**Consigne**
Citez mot pour mot le passage de l'entretien sur les tamtams qui va de « Dans un récent » jusqu'à « tout simplement bousculé. » inclus.

**Extrait du texte**
↓

Dans un récent entretien avec Sunu Lamb, Hypo Ngary a dit que…
(Il ne nous laisse pas terminer) Ce jour là, on a bousculé Hypo
Ngary. Quand il est allé leur demander d’arrêter leurs tamtams afin que
Yékini fasse son tousse normalement, on l’a tout simplement bousculé.
Il a dit que l’erreur que vous avez commise a été de ne pas
amener au stade plusieurs tamtams au point de pouvoir face aux sons du
batteur de Balla Gaye 2. Êtes-vous d’accord ?
S’il a dit ça, c’est qu’il s’est trompé ou n’a pas bien observé ce
qui s’est passé ce jour là. Je suis venu avec 21 tamtams le jour du
combat. Ce qui n’arrivait pas très souvent. Quand on m’a fait
comprendre, à la porte, que je n’avais droit qu’à 15 batteurs, j’ai payé
5.000 FCFA à chacune des six personnes restantes, en guise de ticket
d’entrée. Je l’ai fait pour ne pas accuser du retard dans l’enceinte.
Vous n’avez alors commis aucune erreur ?
Je n’ai commis aucune erreur ce jour là. Je vous ai dit tantôt que
cela faisait très longtemps que je n’avais aussi explosé comme c’était
le cas ce jour là. Comme un joueur, je m’échauffais tout en battant le
tamtam. J’étais avec une forme extraordinaire le 22 avril 2012.
Avez-vous eu un pressentiment, à un moment ou à un autre du combat, que Yékini allait perdre ?
J’ai pleuré dans le stade.
Pourquoi ?

↑

**Données brutes**
↓

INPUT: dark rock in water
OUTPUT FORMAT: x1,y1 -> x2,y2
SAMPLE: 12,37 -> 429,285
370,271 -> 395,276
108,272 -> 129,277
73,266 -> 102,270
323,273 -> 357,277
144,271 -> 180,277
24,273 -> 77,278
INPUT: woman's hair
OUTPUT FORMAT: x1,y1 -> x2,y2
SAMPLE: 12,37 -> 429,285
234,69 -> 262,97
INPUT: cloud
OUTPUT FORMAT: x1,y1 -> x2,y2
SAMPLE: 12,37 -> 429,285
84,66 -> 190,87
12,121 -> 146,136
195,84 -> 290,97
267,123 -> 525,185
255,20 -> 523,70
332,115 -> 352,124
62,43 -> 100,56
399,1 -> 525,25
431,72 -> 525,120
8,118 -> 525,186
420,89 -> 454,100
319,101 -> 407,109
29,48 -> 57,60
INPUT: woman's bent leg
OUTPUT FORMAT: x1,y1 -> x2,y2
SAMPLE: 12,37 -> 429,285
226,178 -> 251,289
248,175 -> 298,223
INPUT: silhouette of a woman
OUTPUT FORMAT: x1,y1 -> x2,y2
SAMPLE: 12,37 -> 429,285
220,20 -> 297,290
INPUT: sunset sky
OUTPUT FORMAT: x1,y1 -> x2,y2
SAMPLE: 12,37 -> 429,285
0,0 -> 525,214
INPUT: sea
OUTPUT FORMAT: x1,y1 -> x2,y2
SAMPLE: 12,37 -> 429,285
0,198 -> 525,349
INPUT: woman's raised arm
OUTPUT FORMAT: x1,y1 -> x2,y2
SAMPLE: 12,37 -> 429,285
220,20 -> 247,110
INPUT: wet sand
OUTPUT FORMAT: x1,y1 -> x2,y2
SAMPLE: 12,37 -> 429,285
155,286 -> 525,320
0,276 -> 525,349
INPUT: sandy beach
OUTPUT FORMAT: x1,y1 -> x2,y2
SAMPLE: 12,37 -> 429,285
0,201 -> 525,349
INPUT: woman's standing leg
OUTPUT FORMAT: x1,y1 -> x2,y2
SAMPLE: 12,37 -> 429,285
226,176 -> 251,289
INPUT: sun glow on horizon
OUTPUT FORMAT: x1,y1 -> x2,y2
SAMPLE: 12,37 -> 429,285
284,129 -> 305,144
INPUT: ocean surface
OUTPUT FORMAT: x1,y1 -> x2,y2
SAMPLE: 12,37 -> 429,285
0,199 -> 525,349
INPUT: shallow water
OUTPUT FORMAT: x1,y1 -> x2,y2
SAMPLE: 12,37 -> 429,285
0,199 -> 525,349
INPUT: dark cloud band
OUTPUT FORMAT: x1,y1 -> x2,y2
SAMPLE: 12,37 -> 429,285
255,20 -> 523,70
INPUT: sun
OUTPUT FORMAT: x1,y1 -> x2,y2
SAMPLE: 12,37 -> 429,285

↑

**Réponse**
Dans un récent entretien avec Sunu Lamb, Hypo Ngary a dit que…
(Il ne nous laisse pas terminer) Ce jour là, on a bousculé Hypo
Ngary. Quand il est allé leur demander d’arrêter leurs tamtams afin que
Yékini fasse son tousse normalement, on l’a tout simplement bousculé.